By Leon Botstein
Written for the concert American Originals, performed on Nov 17, 2002 at Avery Fisher Hall at Lincoln Center.
The evolution of an American tradition in orchestral music has always been beset by an equivocal attitude to what was happening on the other side of the Atlantic. As a former European possession and a nation of immigrants, the United States initially derived much of its high culture from the old world. At the same time, however, European art and culture came to be viewed beginning in the nineteenth century with increasing suspicion and resistance. European traditions smacked of elitist and aristocratic societies, and therefore did not seem compatible with American democratic ideals. Americans were proud of their national character, which is even today still often equated with the middle-class Protestant values of the first group of European immigrants to dominate the United States socially and politically. In the nineteenth and early twentieth centuries, American painters and writers (many of whom studied in Europe) were torn between emulation of European traditions and the desire to express an original American identity.
In music, this tension was especially acute because music was particularly affected by the massive and continuous European immigration after the Civil War. As the United States began to embody innovation and entrepreneurship in all fields from commerce and industry to design and architecture, distinguished Europeans visited America to learn and partake of American originality. But music was not part of the nineteenth-century conception of the American achievement of originality; Europeans did not come to learn about music in the new world but rather to supply it. Music differed from other disciplines in America in several respects. First, it was a performing art that did not present linguistic obstacles for the performers; second, its most established stars were Europeans with European training; and third, its audience was constantly replenished from the waves of new immigrants pouring into the United States who carried their cultural legacies with them. As a result, the United States became a dominant market for classical music from Europe in the late nineteenth century. Indeed, the American market for classical music in the half century before World War I can be compared to the Japanese and Korean markets for classical music after World War II. Every major European performer and composer from Anton Rubinstein to Richard Strauss traveled to America, lured by big fees and enthusiastic audiences. Among the most spectacular occasions in American music in the nineteenth century was Johann Strauss’s tour of America. Theodore Thomas, the legendary conductor and builder of American orchestras in the late nineteenth century was born and schooled in Germany. Many Italian, French, and Scandinavian performers and composers helped build America’s great orchestras, conservatories, and musical life. The first conductor to perform in the United States’ greatest concert hall, Carnegie Hall, was Tchaikovsky. When the Boston Symphony Orchestra was founded, its conductor and most of its players were imported. James Levine is in fact the first native-born American music director in that venerable orchestra’s history.

### Provided entries
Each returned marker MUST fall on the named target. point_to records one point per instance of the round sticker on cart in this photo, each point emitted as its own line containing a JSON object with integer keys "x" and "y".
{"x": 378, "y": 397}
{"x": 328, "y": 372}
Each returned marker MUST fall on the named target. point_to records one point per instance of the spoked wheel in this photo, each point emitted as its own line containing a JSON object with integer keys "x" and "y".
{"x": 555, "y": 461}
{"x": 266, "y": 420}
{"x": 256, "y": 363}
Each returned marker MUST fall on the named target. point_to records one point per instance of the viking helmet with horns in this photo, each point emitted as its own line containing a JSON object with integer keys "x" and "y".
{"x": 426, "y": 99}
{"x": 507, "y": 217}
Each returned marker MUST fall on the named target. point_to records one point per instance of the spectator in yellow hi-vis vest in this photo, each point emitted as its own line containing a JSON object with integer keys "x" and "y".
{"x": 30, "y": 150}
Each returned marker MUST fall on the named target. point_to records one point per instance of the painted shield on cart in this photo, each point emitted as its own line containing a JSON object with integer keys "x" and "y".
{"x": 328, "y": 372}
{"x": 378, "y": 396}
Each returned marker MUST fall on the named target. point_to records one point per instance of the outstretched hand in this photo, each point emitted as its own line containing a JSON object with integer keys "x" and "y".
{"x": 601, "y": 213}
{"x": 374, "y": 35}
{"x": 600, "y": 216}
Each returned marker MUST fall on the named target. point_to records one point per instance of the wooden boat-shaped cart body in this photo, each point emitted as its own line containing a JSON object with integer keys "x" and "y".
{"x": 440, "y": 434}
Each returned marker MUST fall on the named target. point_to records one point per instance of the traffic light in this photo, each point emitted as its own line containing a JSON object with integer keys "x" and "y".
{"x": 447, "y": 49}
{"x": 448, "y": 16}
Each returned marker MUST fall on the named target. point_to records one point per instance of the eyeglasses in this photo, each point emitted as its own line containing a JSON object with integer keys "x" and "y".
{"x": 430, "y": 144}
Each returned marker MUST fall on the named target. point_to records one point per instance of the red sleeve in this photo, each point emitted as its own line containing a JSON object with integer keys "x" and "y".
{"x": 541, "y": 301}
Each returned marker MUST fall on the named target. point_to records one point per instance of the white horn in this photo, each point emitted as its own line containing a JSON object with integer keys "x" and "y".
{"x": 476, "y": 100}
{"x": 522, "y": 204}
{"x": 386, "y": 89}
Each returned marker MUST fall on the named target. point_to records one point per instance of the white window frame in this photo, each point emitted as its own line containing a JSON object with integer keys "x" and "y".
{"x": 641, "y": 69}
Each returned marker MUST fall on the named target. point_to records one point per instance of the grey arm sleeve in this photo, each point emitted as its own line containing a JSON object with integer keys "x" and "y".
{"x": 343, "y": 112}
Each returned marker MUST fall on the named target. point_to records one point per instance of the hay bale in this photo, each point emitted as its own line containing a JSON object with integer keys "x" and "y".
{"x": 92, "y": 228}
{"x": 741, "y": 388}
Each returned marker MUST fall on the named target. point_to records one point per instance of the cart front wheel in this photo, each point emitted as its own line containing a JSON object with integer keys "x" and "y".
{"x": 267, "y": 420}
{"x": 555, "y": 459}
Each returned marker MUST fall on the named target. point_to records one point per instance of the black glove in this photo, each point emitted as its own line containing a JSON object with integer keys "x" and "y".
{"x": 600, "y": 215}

### Prompt 1
Answer these questions from the program note on American orchestral music:
(a) On what date and in what hall was the concert American Originals performed?
(b) In what country was Theodore Thomas born and schooled?
(c) Who was the first conductor to perform in Carnegie Hall?
### Prompt 2
Find every line in the records that contains the string "wheel", with case counting, and copy each of those lines.
The text and the records were taken from separate sources.

### Worked solution 1
(a) It was performed on Nov 17, 2002, at Avery Fisher Hall at Lincoln Center.
(b) Germany.
(c) Tchaikovsky.

### Worked solution 2
Each returned marker MUST fall on the named target. point_to records one point per instance of the spoked wheel in this photo, each point emitted as its own line containing a JSON object with integer keys "x" and "y".
Each returned marker MUST fall on the named target. point_to records one point per instance of the cart front wheel in this photo, each point emitted as its own line containing a JSON object with integer keys "x" and "y".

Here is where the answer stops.